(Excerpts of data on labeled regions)
*-*-*

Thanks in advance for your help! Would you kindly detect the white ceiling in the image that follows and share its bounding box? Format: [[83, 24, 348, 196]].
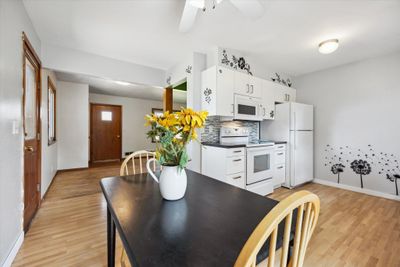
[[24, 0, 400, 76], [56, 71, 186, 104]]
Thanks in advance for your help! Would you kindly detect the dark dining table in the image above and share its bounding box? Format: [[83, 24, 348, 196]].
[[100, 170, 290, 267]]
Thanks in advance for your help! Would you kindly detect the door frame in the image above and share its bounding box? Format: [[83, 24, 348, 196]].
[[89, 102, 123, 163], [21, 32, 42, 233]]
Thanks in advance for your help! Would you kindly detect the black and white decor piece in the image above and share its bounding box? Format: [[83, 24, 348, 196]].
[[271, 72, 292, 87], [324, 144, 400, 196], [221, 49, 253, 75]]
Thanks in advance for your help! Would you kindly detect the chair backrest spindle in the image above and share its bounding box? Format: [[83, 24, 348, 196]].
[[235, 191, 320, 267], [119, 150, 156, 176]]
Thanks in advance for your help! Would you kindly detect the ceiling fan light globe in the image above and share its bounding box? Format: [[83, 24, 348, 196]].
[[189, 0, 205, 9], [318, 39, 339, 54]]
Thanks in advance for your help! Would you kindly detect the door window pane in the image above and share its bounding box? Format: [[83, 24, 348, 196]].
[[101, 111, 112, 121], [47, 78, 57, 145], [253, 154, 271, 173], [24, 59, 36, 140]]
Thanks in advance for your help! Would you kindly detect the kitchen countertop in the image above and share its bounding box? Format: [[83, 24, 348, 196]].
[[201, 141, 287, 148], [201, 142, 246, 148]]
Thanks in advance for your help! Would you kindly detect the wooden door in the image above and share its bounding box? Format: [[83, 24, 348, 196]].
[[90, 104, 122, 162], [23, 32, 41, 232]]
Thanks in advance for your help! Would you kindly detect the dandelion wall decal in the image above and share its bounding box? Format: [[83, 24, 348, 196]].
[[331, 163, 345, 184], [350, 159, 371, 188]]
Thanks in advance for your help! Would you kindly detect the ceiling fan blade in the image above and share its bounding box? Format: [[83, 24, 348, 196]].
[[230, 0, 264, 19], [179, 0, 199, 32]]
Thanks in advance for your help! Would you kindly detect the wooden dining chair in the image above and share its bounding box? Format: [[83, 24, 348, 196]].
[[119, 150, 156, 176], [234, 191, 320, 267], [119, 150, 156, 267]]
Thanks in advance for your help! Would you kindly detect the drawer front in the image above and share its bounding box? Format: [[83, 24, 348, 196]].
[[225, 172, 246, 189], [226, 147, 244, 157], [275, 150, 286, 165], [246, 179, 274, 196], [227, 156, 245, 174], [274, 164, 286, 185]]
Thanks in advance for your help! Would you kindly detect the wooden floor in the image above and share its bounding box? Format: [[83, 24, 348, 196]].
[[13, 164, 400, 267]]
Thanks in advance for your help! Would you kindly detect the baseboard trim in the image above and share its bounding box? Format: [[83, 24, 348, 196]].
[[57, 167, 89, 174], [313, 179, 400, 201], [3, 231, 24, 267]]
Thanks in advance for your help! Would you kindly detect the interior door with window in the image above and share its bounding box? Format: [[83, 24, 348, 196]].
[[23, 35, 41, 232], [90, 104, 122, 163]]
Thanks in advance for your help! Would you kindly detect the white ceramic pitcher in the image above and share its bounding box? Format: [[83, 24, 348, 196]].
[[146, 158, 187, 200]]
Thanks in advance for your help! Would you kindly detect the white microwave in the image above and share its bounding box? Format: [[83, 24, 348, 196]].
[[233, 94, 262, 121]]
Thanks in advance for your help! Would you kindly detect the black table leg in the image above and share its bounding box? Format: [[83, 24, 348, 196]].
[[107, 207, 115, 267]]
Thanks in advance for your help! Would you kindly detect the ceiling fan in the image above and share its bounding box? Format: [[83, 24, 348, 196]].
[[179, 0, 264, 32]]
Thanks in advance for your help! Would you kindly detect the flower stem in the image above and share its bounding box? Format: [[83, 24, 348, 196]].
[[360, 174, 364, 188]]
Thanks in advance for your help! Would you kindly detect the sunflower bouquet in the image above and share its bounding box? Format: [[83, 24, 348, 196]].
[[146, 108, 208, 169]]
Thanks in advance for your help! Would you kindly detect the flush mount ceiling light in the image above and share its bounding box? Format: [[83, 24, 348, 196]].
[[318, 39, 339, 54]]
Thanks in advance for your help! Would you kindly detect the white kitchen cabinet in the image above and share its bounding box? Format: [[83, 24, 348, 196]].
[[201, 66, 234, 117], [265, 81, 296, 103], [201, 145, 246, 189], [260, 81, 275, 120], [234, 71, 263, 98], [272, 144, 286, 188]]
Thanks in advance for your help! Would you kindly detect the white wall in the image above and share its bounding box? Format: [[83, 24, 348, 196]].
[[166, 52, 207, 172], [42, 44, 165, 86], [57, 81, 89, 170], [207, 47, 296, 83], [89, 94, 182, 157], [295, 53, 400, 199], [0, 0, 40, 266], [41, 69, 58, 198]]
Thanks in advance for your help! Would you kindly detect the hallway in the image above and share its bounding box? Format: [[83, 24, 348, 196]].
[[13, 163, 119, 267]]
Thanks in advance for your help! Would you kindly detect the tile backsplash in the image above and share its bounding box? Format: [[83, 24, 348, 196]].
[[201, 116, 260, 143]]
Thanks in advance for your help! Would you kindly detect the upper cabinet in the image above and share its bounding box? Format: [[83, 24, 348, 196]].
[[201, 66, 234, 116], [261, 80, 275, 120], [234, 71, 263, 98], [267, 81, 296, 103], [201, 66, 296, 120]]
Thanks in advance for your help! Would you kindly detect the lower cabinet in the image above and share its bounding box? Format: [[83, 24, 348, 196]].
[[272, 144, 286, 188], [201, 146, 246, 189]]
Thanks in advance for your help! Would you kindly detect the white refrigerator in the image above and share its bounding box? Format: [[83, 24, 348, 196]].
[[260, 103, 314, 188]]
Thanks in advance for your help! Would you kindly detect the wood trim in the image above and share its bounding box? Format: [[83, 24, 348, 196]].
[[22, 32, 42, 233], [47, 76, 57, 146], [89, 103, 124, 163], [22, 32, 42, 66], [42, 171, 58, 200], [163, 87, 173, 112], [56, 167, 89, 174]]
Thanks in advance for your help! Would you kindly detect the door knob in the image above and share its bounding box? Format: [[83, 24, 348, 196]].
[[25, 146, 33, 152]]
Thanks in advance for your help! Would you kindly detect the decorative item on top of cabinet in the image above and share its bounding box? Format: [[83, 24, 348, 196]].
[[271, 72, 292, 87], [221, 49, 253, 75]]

*-*-*

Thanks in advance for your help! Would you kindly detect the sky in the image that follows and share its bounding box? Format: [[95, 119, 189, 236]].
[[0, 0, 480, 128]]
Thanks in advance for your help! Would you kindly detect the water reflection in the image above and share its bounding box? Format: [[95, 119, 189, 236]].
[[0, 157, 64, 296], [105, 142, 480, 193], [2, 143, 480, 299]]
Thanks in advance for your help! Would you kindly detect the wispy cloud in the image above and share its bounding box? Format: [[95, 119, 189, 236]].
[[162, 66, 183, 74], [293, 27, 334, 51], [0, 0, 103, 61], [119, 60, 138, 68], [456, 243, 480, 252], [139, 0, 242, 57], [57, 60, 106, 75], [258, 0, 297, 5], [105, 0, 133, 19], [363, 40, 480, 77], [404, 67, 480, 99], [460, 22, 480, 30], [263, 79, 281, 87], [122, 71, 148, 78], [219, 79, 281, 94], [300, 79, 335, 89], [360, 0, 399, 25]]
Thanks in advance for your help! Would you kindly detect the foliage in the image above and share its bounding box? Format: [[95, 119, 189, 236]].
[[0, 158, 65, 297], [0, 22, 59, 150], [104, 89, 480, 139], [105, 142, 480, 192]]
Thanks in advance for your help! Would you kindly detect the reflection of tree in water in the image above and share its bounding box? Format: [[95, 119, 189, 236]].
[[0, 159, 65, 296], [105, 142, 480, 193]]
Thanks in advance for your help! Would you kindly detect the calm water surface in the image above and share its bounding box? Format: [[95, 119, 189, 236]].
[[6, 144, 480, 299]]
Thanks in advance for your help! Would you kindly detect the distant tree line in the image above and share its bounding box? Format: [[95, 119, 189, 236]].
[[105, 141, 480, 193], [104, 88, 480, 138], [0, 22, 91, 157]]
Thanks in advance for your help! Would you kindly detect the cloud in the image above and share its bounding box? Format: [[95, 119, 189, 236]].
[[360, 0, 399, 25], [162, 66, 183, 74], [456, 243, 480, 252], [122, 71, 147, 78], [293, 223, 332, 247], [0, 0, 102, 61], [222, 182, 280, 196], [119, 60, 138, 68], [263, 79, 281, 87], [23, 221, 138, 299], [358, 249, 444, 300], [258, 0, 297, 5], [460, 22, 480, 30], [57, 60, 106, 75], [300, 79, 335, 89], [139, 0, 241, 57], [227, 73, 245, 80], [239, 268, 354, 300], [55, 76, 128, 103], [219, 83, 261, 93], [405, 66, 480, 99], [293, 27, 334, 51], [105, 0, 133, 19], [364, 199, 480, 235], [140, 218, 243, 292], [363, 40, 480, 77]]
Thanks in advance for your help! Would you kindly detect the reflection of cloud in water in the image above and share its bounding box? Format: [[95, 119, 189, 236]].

*-*-*

__Challenge__
Extract each line of the items above that contains the word "kitchen".

__Response to the task__
Thanks in advance for your help! Would you kindly detect the kitchen countertop in the image above and share its bounding box? Format: [[83, 24, 348, 196]].
Thanks in advance for your help! Would you kindly detect the white kitchen cabinet in the image above and share its bounding box? Format: [[83, 24, 348, 196]].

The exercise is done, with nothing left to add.